-- Start of Entries provided --

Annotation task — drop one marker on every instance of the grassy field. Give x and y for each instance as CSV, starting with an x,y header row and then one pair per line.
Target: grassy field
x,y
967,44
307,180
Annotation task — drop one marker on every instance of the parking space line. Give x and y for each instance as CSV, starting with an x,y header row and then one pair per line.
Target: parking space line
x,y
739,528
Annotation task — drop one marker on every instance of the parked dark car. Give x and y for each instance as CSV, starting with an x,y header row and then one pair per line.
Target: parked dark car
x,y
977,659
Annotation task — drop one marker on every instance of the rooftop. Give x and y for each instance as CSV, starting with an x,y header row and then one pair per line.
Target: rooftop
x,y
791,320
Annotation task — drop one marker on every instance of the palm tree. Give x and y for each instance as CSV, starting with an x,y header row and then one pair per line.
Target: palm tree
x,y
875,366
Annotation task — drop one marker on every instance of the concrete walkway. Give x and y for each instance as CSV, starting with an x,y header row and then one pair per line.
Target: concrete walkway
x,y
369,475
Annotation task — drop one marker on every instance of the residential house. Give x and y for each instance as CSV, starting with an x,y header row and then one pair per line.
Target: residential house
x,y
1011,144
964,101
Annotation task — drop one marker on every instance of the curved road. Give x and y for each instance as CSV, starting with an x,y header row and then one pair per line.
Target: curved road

-- End of Entries provided --

**Goal of the exercise**
Reproduce the rows above without any changes, starting with the line that contains "of the residential" and continuing through the final line of the rows.

**Task solution**
Annotation task — drop one marker on every instance of the residential house. Give x and y for each instance as CSV, starting with an x,y header row and then one pair per line.
Target: residential house
x,y
1011,144
964,101
Annotation task — drop one marker on every instance of the curved road. Give x and y for each instance as CSV, starting with an x,y header row and then one pair per line.
Target: curved road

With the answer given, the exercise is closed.